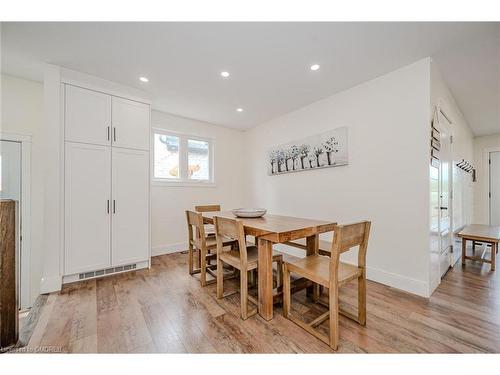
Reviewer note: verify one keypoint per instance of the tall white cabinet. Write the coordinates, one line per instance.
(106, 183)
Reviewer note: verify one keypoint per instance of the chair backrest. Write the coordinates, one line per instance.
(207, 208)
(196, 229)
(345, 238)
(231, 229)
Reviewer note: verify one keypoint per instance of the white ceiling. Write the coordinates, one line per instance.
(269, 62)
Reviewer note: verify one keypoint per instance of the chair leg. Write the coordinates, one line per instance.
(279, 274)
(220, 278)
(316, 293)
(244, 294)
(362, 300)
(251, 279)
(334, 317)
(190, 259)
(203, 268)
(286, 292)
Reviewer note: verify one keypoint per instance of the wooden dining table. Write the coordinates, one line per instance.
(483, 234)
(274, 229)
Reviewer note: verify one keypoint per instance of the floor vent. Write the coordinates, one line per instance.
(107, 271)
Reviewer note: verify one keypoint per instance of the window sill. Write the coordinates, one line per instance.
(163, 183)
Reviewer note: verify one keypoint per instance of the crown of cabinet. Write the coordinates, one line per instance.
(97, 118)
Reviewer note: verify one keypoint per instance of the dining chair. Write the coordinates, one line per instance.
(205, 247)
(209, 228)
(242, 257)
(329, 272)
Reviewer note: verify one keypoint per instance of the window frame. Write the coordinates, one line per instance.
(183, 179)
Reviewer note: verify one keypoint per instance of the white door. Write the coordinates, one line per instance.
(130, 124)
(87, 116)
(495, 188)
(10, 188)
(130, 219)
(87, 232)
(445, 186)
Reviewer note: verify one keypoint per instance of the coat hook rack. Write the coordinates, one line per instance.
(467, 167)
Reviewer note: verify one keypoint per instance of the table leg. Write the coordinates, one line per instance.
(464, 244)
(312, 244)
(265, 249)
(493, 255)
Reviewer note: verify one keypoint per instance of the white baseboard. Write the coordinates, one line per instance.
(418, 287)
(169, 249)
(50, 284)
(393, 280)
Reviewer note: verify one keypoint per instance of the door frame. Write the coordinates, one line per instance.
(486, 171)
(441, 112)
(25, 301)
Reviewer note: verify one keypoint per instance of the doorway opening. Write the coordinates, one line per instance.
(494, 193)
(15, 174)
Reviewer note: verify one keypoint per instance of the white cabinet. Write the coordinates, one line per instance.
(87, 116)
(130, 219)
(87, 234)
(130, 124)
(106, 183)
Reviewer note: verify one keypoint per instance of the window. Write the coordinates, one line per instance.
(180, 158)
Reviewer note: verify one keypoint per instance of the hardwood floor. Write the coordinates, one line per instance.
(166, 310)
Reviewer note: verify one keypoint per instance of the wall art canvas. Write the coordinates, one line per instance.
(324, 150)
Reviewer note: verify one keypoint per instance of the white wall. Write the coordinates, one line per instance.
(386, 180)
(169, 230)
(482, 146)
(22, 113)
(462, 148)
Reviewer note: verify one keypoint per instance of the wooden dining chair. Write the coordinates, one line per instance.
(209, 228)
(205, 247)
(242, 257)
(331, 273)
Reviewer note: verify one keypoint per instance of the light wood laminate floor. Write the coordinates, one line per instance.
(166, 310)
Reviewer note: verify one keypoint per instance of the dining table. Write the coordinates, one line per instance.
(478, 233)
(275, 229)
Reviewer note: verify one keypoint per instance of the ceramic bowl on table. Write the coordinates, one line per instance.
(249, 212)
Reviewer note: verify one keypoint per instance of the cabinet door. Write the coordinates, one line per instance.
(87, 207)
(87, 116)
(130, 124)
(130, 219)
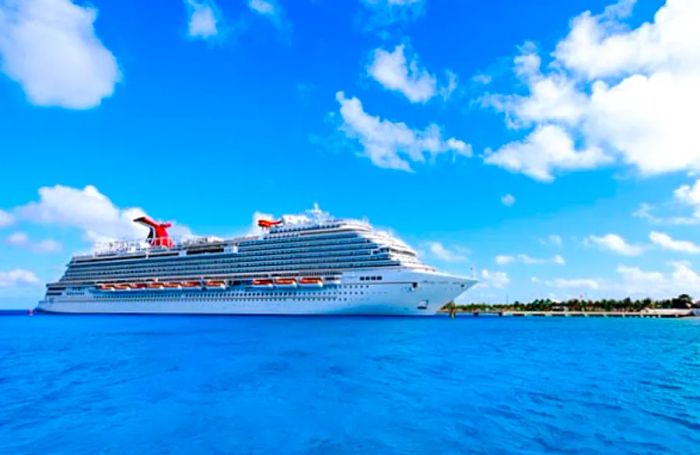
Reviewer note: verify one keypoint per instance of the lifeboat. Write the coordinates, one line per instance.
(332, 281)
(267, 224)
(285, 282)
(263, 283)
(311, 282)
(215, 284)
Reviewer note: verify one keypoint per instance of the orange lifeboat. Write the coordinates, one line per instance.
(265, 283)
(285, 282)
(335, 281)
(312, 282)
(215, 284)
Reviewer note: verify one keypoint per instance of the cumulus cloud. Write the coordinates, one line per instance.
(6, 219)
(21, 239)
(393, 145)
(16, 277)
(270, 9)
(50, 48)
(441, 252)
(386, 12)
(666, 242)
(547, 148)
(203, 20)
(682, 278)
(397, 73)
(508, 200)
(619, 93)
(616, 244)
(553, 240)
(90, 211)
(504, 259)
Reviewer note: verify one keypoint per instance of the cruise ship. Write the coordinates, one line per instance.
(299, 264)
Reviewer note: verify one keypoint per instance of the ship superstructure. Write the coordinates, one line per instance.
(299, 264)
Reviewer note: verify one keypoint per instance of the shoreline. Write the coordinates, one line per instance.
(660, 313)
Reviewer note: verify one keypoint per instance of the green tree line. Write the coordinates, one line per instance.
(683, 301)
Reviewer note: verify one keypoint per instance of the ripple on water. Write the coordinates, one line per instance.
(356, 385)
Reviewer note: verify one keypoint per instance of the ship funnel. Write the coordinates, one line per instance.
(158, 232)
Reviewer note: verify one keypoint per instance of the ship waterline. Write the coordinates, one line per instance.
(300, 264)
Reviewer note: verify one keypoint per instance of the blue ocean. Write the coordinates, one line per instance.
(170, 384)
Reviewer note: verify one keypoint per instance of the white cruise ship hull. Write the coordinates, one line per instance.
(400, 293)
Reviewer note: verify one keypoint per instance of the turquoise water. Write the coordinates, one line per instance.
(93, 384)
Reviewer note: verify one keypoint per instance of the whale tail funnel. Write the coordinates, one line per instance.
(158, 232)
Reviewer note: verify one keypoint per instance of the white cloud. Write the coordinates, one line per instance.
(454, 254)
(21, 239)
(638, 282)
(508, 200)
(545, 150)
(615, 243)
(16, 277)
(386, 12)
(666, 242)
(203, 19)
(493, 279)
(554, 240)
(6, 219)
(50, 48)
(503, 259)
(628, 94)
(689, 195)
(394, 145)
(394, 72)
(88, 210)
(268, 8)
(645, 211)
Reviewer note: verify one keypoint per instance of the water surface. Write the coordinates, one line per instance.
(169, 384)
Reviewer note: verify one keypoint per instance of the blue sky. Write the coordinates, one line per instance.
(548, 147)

————

__AIM OF THE TASK__
Restate the whole listing above exactly, except for its images.

__RESULT FOR THIS TASK__
Reviewer note: verify one keypoint per instance of the tall white cabinet. Write the coordinates, one line per instance.
(106, 183)
Reviewer note: verify one keypoint per instance of the chair backrest. Write the coordinates, one line per instance.
(207, 208)
(196, 229)
(345, 238)
(231, 229)
Reviewer note: verify one keypoint per instance of the white ceiling. Write the coordinates, one line per instance.
(269, 62)
Reviewer note: verify one keypoint per instance of the chair leg. Write the coordinates, one line per instance.
(279, 274)
(220, 278)
(316, 293)
(244, 294)
(362, 300)
(251, 279)
(334, 317)
(190, 259)
(203, 268)
(286, 292)
Reviewer note: verify one keypoint per instance of the wooden dining table. Write the coordinates, one line per instance.
(483, 234)
(274, 229)
Reviewer note: verify one keypoint per instance of the floor vent. Write the coordinates, one line per instance.
(107, 271)
Reviewer note: verify one keypoint per instance of the window sill. Write the coordinates, one line per instance.
(163, 183)
Reviewer note: verify one keypoint per instance of the crown of cabinet. Write the coordinates, one line per instance.
(97, 118)
Reviewer note: verify one keypoint per instance of the dining chair. Write the coordinates, one line per instance.
(205, 247)
(209, 228)
(242, 257)
(329, 272)
Reviewer note: verify one keypoint per instance of the window frame. Write the coordinates, one line per instance.
(183, 179)
Reviewer note: verify one keypoint per instance of the white door. Write the coordinates, one line per instance.
(130, 124)
(87, 116)
(495, 188)
(10, 188)
(130, 219)
(87, 232)
(445, 186)
Reviewer note: verify one keypoint per instance of the coat hook rack. Write the coordinates, one line per instance.
(467, 167)
Reviewer note: verify one keypoint per instance of the table leg. Write the coordinates, one line per instance.
(464, 244)
(312, 244)
(265, 249)
(493, 255)
Reviewer note: verify one keypoint per instance of the white baseboard. Write the coordinates, one line per instance.
(418, 287)
(169, 249)
(50, 284)
(393, 280)
Reviewer note: verify one keypoint per instance of the door frame. Write the coordinates, one line per instance.
(486, 171)
(441, 112)
(25, 301)
Reviewer note: verify one keypoint per instance of the doorway opening. Write the coordinates, one line per instance.
(494, 193)
(15, 174)
Reviewer note: verify one keypoint per instance of the white cabinet. Write the coordinates, one line per instance.
(87, 116)
(130, 219)
(87, 234)
(130, 124)
(106, 183)
Reviewer note: verify one keypoint per instance of the window. Write the coordinates, one line per instance.
(180, 158)
Reviewer note: verify one keypoint per instance of the hardwood floor. Write the coordinates, one line per instance.
(166, 310)
Reviewer note: verify one keypoint per instance of the wall art canvas. Write the coordinates, one line per instance.
(324, 150)
Reviewer note: verify one keypoint per instance of the white wall. Write the coordinates, one line per instance.
(386, 180)
(169, 230)
(482, 146)
(22, 113)
(462, 148)
Reviewer note: verify one keypoint per instance of the wooden dining chair. Write the coordinates, one line per instance.
(209, 228)
(205, 247)
(242, 257)
(331, 273)
Reviewer note: verify one keypoint per instance of the light wood laminate floor. Write the coordinates, one line per instance.
(166, 310)
Reviewer note: verify one keypoint per instance of the dining table. Write the coordinates, one line per instance.
(478, 233)
(275, 229)
Reviewer note: verify one keypoint per instance of the ceramic bowl on table. Write the coordinates, one line per instance.
(249, 212)
Reviewer note: verify one keypoint per instance of the cabinet door. Write the coordinates, one line per instance.
(87, 207)
(87, 116)
(130, 124)
(130, 219)
Reviewer note: verify one keypoint per instance of the lifeboat. Write the coordinates, one line per instance.
(332, 281)
(267, 224)
(285, 282)
(263, 283)
(311, 282)
(215, 284)
Reviewer note: verify one keypoint per instance of the orange lifeboat. Write the coordinates, one line per instance.
(265, 283)
(285, 282)
(335, 281)
(312, 282)
(215, 284)
Reviewer note: verify one keypoint per instance of the cumulus cloud. Write the coordinates, one line per instance.
(6, 219)
(21, 239)
(393, 145)
(16, 277)
(270, 9)
(50, 48)
(441, 252)
(386, 12)
(666, 242)
(547, 148)
(203, 20)
(682, 278)
(397, 73)
(508, 200)
(619, 93)
(616, 244)
(553, 240)
(90, 211)
(504, 259)
Reviewer note: verify one keypoint per instance of the cruise ship. Write the coordinates, one line per instance.
(299, 264)
Reviewer note: verify one keypoint per instance of the ship superstructure. Write the coordinates, one line per instance.
(299, 264)
Reviewer note: verify one keypoint per instance of the shoreline. Write the coordinates, one line per instance.
(660, 313)
Reviewer note: verify one keypoint per instance of the green tree line. Write the coordinates, one line per instance.
(683, 301)
Reviewer note: verify one keypoint per instance of the ripple on water. Write the coordinates, one line per instance.
(356, 385)
Reviewer note: verify one keypoint per instance of the ship funnel. Write the coordinates, one line per instance.
(158, 232)
Reviewer note: verify one keypoint per instance of the ship waterline. Write the coordinates, one line per instance.
(300, 264)
Reviewer note: verify one keypoint per instance of the blue ocean. Write the coordinates, one line per instance.
(170, 384)
Reviewer note: verify one keypoint per instance of the white cruise ship hull. Write the coordinates, one line per instance.
(400, 293)
Reviewer note: verify one keypoint per instance of the turquoise water. Write the coordinates, one line per instance.
(93, 384)
Reviewer note: verify one keypoint per instance of the whale tail funnel. Write the coordinates, one line per instance.
(158, 232)
Reviewer note: verify one keypoint per instance of the white cloud. Write the coordinates, one line per instance.
(454, 254)
(21, 239)
(638, 282)
(508, 200)
(545, 150)
(615, 243)
(16, 277)
(386, 12)
(666, 242)
(203, 19)
(493, 279)
(554, 240)
(6, 219)
(50, 48)
(503, 259)
(628, 94)
(689, 195)
(394, 145)
(394, 72)
(88, 210)
(268, 8)
(645, 211)
Reviewer note: verify one keypoint per instance of the water surface. Write the coordinates, one line per instance.
(169, 384)
Reviewer note: verify one keypoint per instance of the blue sky. Write the coordinates, one line per instance.
(548, 147)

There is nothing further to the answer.